Copy the listing that follows, line for line, without a single difference.
"""
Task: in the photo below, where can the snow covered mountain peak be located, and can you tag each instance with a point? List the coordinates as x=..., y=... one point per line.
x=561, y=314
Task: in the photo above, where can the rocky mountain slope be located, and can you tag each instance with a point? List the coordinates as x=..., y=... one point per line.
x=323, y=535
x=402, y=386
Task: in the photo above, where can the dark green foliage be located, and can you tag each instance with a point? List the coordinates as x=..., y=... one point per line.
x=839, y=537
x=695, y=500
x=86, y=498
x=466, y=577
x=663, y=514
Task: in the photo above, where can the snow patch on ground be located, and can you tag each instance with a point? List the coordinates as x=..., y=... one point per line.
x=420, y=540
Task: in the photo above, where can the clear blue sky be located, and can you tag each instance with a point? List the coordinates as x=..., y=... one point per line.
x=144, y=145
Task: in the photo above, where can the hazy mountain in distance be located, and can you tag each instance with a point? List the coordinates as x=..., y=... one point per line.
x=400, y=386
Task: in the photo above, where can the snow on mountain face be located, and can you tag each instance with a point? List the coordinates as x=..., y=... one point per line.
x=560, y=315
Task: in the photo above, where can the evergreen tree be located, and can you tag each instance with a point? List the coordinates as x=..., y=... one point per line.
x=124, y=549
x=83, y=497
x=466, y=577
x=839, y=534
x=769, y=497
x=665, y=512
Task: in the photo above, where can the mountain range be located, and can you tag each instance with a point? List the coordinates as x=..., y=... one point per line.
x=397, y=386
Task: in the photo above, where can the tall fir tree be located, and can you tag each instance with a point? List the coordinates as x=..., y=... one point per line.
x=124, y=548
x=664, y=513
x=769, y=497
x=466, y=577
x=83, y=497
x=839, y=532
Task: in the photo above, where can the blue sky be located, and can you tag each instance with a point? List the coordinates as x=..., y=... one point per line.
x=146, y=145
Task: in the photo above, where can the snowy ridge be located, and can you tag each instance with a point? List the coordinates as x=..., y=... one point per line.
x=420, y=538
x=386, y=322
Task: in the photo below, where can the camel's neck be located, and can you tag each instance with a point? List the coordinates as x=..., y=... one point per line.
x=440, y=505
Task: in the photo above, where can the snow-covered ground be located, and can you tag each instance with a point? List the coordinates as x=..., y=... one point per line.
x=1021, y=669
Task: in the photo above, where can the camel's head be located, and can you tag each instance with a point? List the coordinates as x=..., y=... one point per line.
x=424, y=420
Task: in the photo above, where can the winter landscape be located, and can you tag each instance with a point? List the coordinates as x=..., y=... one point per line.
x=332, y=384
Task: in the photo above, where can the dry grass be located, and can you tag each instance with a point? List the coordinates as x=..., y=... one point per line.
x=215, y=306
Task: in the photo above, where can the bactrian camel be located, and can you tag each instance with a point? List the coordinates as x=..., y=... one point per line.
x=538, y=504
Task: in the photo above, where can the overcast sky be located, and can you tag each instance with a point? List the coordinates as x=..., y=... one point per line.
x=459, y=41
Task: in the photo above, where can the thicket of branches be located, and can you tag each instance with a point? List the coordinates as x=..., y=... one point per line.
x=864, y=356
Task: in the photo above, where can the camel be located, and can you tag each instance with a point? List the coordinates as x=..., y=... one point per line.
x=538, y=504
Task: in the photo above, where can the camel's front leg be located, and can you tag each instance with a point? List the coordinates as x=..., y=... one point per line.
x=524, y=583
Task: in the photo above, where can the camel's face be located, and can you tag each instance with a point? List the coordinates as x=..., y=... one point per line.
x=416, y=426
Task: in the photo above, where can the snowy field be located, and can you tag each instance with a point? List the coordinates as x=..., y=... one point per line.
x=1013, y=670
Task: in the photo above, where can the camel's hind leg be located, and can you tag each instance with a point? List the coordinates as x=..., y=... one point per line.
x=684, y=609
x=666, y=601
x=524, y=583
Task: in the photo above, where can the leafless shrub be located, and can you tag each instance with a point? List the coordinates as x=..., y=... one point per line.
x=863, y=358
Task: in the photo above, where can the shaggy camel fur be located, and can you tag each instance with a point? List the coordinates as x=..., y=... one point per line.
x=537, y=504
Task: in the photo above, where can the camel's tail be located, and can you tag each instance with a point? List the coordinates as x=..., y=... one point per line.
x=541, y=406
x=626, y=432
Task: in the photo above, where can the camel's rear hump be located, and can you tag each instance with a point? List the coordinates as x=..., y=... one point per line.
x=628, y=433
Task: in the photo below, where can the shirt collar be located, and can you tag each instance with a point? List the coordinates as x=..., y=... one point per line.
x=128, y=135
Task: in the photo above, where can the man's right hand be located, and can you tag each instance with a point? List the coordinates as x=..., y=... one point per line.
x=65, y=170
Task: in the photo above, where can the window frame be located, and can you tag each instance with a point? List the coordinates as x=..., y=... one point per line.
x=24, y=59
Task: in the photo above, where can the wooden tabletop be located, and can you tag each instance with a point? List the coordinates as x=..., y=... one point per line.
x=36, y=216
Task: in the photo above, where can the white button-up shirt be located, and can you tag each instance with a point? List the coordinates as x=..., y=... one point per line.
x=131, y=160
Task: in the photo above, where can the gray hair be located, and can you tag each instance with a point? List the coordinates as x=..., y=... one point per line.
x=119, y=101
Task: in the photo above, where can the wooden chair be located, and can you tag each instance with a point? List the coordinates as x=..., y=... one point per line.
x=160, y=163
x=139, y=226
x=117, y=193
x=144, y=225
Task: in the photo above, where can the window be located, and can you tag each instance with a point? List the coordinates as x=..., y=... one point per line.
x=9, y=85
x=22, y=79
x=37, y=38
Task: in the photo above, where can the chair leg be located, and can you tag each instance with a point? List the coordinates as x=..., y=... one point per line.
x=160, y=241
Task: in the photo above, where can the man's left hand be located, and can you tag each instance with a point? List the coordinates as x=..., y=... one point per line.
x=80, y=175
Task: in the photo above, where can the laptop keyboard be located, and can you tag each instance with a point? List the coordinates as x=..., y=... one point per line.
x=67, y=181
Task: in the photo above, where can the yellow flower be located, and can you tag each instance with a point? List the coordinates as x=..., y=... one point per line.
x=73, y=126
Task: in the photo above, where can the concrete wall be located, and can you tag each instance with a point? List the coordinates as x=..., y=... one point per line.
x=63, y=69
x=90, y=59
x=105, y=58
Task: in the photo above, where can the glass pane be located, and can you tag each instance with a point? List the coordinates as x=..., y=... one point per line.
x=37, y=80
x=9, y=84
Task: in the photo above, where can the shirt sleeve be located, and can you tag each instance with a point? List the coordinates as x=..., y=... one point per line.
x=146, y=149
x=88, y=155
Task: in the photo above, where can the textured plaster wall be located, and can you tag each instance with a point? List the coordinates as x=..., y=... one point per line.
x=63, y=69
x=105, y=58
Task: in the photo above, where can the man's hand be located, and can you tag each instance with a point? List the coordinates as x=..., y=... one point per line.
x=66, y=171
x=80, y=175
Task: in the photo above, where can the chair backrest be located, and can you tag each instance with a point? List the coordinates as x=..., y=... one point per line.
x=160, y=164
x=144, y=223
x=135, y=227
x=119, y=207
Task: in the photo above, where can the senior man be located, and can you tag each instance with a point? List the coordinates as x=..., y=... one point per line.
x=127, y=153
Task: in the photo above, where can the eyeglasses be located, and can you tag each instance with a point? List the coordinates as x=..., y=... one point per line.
"""
--- Exercise response ---
Task: in the photo below, where can the snow covered mountain peak be located, and can you tag each instance with a point? List the coordinates as x=..., y=... one point per line.
x=561, y=314
Task: in the photo above, where can the rocky mountain slope be located, and can you tag each instance with a point? List the coordinates as x=..., y=... one point per line.
x=323, y=535
x=402, y=386
Task: in the photo above, where can the dark green foliage be located, and can you tag each instance with a point? List the coordinates as x=..., y=... one point per line.
x=839, y=537
x=695, y=500
x=86, y=498
x=466, y=577
x=663, y=514
Task: in the photo above, where can the snow patch on ground be located, and can you tag each instance with a point? List the coordinates as x=..., y=... one point per line.
x=420, y=540
Task: in the photo above, where can the clear blue sky be located, and can you tag each instance with a point? List the coordinates as x=..., y=... one point per line.
x=144, y=145
Task: in the photo above, where can the hazy mountain in distance be located, and can you tag each instance with a point? List the coordinates as x=..., y=... one point per line.
x=400, y=386
Task: in the photo above, where can the snow on mountain face be located, and can you tag each instance with a point? List the coordinates as x=..., y=... one point per line.
x=560, y=315
Task: in the photo above, where can the evergreen tree be located, and can you tag each instance with a point? List the coordinates as x=..., y=... one point per line.
x=124, y=549
x=83, y=497
x=466, y=577
x=839, y=534
x=769, y=497
x=665, y=512
Task: in the photo above, where can the mountain range be located, and can you tag each instance with a point? List the coordinates as x=..., y=... one point per line.
x=397, y=386
Task: in the photo above, where can the tall fir tree be located, and can you tag each instance with a point? List the coordinates as x=..., y=... one point per line.
x=124, y=548
x=664, y=513
x=769, y=497
x=466, y=577
x=83, y=497
x=839, y=532
Task: in the photo above, where can the blue sky be located, and can you tag each instance with a point? List the coordinates as x=..., y=... one point per line.
x=146, y=145
Task: in the photo above, where can the snowy ridge be located, and can you tag each instance with a point? List the coordinates as x=..., y=... one point per line.
x=420, y=538
x=386, y=322
Task: in the photo below, where can the camel's neck be located, and can you tag each instance with a point? List the coordinates as x=..., y=... one point per line.
x=440, y=505
Task: in the photo above, where can the snow-covered ground be located, and can you tag each instance with a point? List the coordinates as x=..., y=... one point per line.
x=1021, y=669
Task: in the photo above, where can the camel's head be located, and can you tag each instance with a point? List the coordinates as x=..., y=... one point per line.
x=424, y=420
Task: in the photo above, where can the winter landscape be located, and can you tag each instance with a point? List the coordinates as x=..., y=... one point per line.
x=332, y=384
Task: in the photo above, where can the dry grass be located, and can you tag each instance with a point? List the coordinates as x=..., y=... one point per line.
x=215, y=306
Task: in the photo above, where can the bactrian camel be located, and can you tag each instance with a point? List the coordinates as x=..., y=... one point per line.
x=538, y=504
Task: in the photo above, where can the overcast sky be located, and can you tag each instance with a point? List the coordinates as x=..., y=... one point per line.
x=459, y=41
Task: in the photo above, where can the thicket of branches be located, and can you tag each instance with a point? List the coordinates as x=..., y=... one point per line.
x=864, y=356
Task: in the photo above, where can the camel be located, and can you tag each instance with a point? List the coordinates as x=..., y=... one point per line.
x=538, y=504
Task: in the photo above, where can the camel's front leg be located, and can you tag each instance with a point? List the coordinates as x=..., y=... one point per line.
x=524, y=583
Task: in the photo above, where can the camel's face be located, and can you tag each instance with a point? List the coordinates as x=..., y=... one point per line.
x=416, y=426
Task: in the photo above, where can the snowy field be located, and can you tag each instance with a point? List the coordinates as x=..., y=... one point per line.
x=1013, y=670
Task: in the photo above, where can the camel's hind leg be located, and can you tag each instance with a point? List the coordinates as x=..., y=... one point per line.
x=684, y=609
x=666, y=601
x=524, y=583
Task: in the photo above, where can the leafless shrub be located, and can you tag each instance with a point? List the coordinates as x=..., y=... one point per line.
x=863, y=358
Task: in the photo above, where can the shaggy camel fur be located, and can you tag each instance with a point? List the coordinates as x=..., y=... one point per line.
x=537, y=504
Task: in the photo above, where can the camel's tail be located, and can you tag each instance with a point? List the coordinates as x=..., y=... one point per line.
x=541, y=406
x=626, y=432
Task: in the photo above, where can the camel's rear hump be located, and can you tag each instance with a point? List the coordinates as x=..., y=... one point per line.
x=628, y=433
Task: in the photo below, where can the shirt collar be located, and can you tag each instance with a point? List the coordinates as x=..., y=... one point per line.
x=128, y=135
Task: in the photo above, where can the man's right hand be located, and can you tag each instance with a point? List the coordinates as x=..., y=... one point per line.
x=65, y=170
Task: in the photo above, where can the window frame be located, and can you tag each instance with a point? List the coordinates as x=..., y=... one point per line.
x=24, y=59
Task: in the photo above, where can the wooden tabletop be located, and can you tag each instance with a point? List the coordinates as x=..., y=... one point per line.
x=36, y=216
Task: in the photo above, where can the white button-up shirt be located, and can you tag each instance with a point? List the coordinates as x=..., y=... one point per line.
x=131, y=160
Task: in the photo above, where can the gray hair be located, and can you tag each instance with a point? List the coordinates as x=..., y=... one point per line.
x=119, y=101
Task: in the photo above, where can the wooden chair be located, and can you tag each instance with a point? List the coordinates as x=..., y=... one point per line.
x=160, y=163
x=139, y=226
x=117, y=193
x=144, y=225
Task: in the photo above, where can the window be located, and can you tag each instance with a point? List the coordinates as x=..., y=... one point per line.
x=9, y=85
x=22, y=79
x=37, y=38
Task: in the photo above, where can the chair leg be located, and can you tag each instance with a point? List the coordinates as x=..., y=... one point per line.
x=160, y=241
Task: in the photo above, where can the man's left hand be located, and can you tag each instance with a point? List the coordinates as x=..., y=... one point per line.
x=80, y=175
Task: in the photo above, where can the laptop keyboard be located, and can you tag each instance with a point? List the coordinates as x=..., y=... one point per line.
x=67, y=181
Task: in the photo above, where can the yellow flower be located, and can you tag each instance with a point? List the coordinates as x=..., y=... one point per line.
x=73, y=126
Task: in the photo above, where can the concrete wall be located, and can you tag each instance with a point? List the coordinates as x=..., y=... one point per line.
x=63, y=69
x=90, y=59
x=105, y=58
Task: in the photo above, where can the glass pane be located, and can you tag each instance with a point? List the coordinates as x=..., y=... one point per line.
x=37, y=80
x=9, y=84
Task: in the photo above, where can the shirt sleeve be located, and can you tag each instance with a point? List the coordinates as x=..., y=... one point per line.
x=146, y=149
x=88, y=155
Task: in the photo above, where can the textured plaster wall be located, and can you tag each instance with a point? List the coordinates as x=..., y=... one point per line.
x=63, y=69
x=105, y=58
Task: in the photo above, where can the man's hand be located, and can you tag each instance with a point? List the coordinates as x=..., y=... one point per line.
x=66, y=171
x=80, y=175
Task: in the photo above, where can the chair backrest be located, and can you tag each instance with a point? List the coordinates as x=..., y=... one point per line.
x=160, y=164
x=144, y=223
x=135, y=227
x=119, y=207
Task: in the photo above, where can the senior man be located, and can you tag each instance with a point? List the coordinates as x=..., y=... one point per line.
x=127, y=153
Task: in the photo above, where can the eyeglasses be located, and can you tag each instance with a point? List the coordinates as x=..., y=... one point per line.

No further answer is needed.